*Work to complete*.
Return each item below verbatim, omitting the pictures from your output.

= = = = =

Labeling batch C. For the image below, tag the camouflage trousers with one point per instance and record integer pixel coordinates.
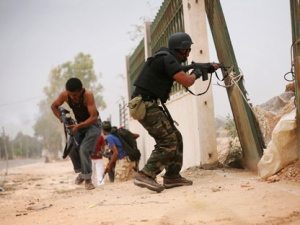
(167, 153)
(124, 170)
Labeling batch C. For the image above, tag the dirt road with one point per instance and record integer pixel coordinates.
(44, 193)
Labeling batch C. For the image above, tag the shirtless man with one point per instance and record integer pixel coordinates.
(86, 131)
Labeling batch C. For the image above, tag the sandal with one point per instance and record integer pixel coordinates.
(89, 185)
(79, 180)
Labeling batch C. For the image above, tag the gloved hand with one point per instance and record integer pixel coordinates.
(197, 72)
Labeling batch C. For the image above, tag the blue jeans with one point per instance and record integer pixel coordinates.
(80, 155)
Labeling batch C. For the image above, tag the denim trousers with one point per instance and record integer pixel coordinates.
(80, 155)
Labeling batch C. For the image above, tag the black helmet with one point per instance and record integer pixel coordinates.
(106, 125)
(180, 40)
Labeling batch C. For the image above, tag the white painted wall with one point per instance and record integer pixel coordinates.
(195, 115)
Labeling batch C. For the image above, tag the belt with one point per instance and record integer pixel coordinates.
(148, 98)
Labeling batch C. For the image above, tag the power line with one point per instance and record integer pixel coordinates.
(20, 101)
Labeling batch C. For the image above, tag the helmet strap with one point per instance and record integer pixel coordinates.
(183, 54)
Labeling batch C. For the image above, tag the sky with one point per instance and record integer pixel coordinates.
(39, 35)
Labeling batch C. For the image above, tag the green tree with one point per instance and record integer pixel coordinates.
(47, 126)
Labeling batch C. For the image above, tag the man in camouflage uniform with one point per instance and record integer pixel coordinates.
(154, 83)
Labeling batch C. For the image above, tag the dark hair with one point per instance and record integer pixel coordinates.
(73, 84)
(106, 126)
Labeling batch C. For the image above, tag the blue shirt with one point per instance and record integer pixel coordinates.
(113, 140)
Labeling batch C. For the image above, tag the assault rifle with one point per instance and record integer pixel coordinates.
(204, 67)
(67, 120)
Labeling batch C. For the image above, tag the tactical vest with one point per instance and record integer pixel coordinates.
(153, 78)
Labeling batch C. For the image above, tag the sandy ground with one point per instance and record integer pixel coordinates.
(45, 193)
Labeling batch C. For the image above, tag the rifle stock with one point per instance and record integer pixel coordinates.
(204, 67)
(67, 120)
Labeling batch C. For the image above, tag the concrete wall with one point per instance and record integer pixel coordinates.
(195, 115)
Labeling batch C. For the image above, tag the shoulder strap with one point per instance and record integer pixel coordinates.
(162, 53)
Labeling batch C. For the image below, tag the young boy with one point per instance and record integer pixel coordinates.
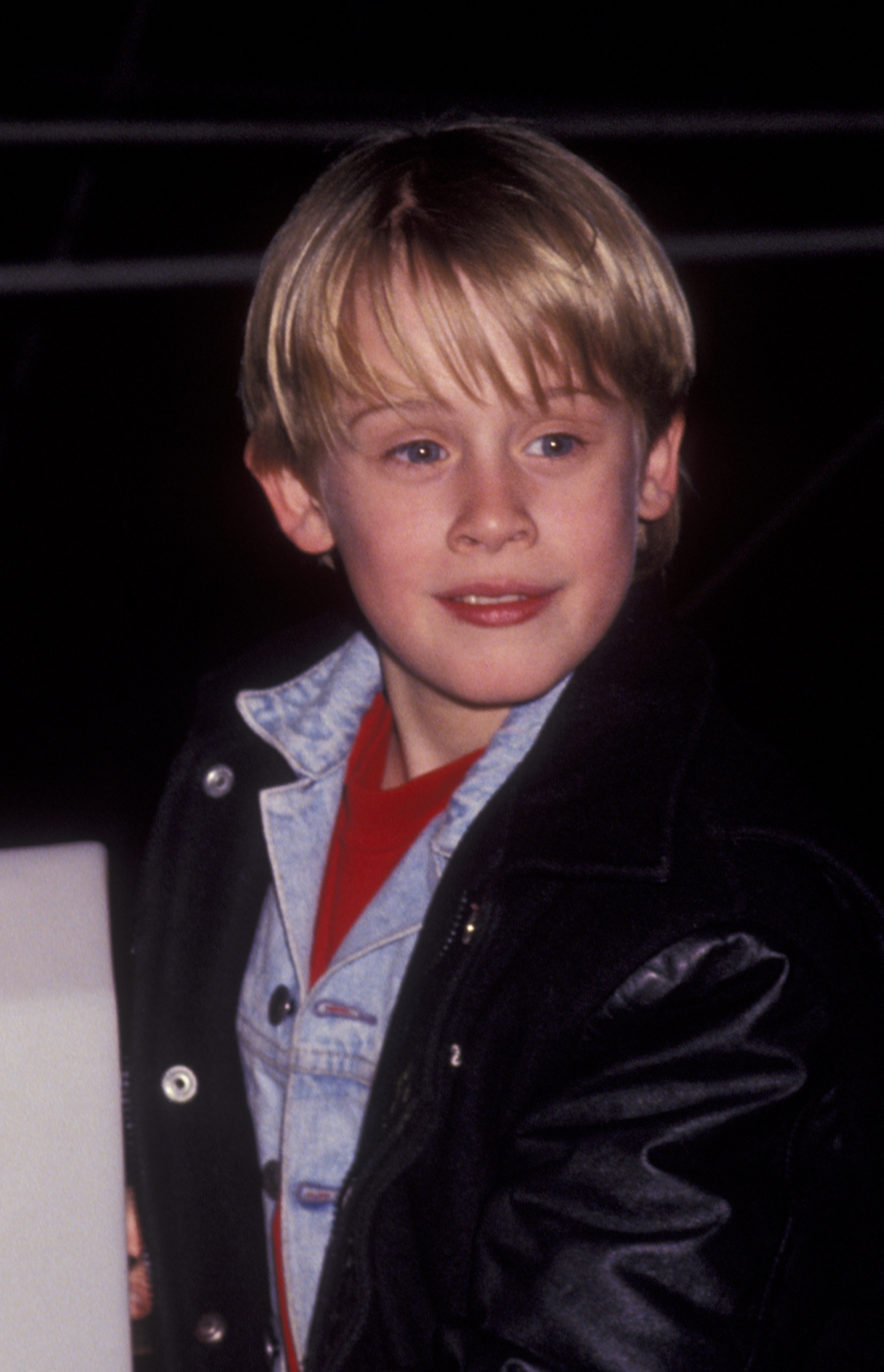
(492, 1009)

= = = = =

*Written reply*.
Labeling batch C. For the image below, tag the camouflage trousers with one point per instance and record integer pixel coordinates.
(167, 153)
(124, 170)
Labeling batch C. For the image above, tag the dirt road with one point per instance and record integer pixel coordinates.
(44, 193)
Labeling batch C. For the image above, tag the shirtless man with one point per instance and record integer pixel coordinates.
(86, 131)
Labeling batch C. For the image above, tag the sandal with one point per instance and record integer pixel coordinates.
(89, 185)
(79, 180)
Labeling batch C. For the image above, tag the gloved hand with one point per instance and record integer pixel coordinates.
(197, 72)
Labeling batch C. For the image above, tag the blue jeans with one point per instance and record integer pixel coordinates.
(80, 155)
Labeling batch C. For the image above, tag the denim trousers with one point per instance and record integer pixel coordinates.
(80, 155)
Labeling batch C. For the image above, tag the black helmet with one point per instance and record integer pixel coordinates.
(106, 125)
(180, 40)
Labeling batch C. For the image above, tag the white painted wall with one point per instance and record integer pixel coordinates.
(195, 115)
Labeling batch C. For the image above, tag the belt with one point per instance and record integer pixel coordinates.
(148, 98)
Labeling batch C. For the image above, tag the power line with one point per instance and record integer pixel coordinates.
(20, 101)
Labeling batch C. For the image above, tag the helmet strap with one point per instance and record integer pixel coordinates.
(183, 54)
Labeling batch C. For the image above, tag the sky with one point per instance and record integer pixel coordinates.
(39, 35)
Labeling batch C. For the image above, tag the green tree with one point per instance and record integer pixel coordinates.
(47, 126)
Labeling batch C. For the image above, tag the man in camouflage uniform with one point per instance and record integer pixel coordinates.
(154, 83)
Labeling batch C. For the image above, tag the dark hair with one point per instance and record integer pixel coordinates.
(73, 84)
(106, 126)
Labeling batch C. For the image above, tag the blue shirt with one point per instance and record integer pixel coordinates.
(113, 140)
Labeling batch C. For the image above, tag the assault rifle with one point per instance and record integer pixel coordinates.
(204, 67)
(67, 120)
Labeling batch C. For the image above, tag the tactical vest with one point per instance and record integer pixel coordinates.
(153, 78)
Labeling batch C. For the image above, tag the sandy ground with one point per instance and record integer pixel coordinates.
(45, 193)
Labeling batch C. For the image above, tag the rifle stock with one point per instance and record integer pixel coordinates.
(204, 67)
(67, 120)
Labeling batch C. For the image above, tag the concrete wall with one point per instance and record integer pixel coordinates.
(195, 115)
Labeling batch C. For the image above, tag the shoulder strap with one point per instance and record integer pixel coordinates.
(162, 53)
Labeling batch C. For the image below, tag the young boy with one point per instance and record integer pixel coordinates.
(492, 1009)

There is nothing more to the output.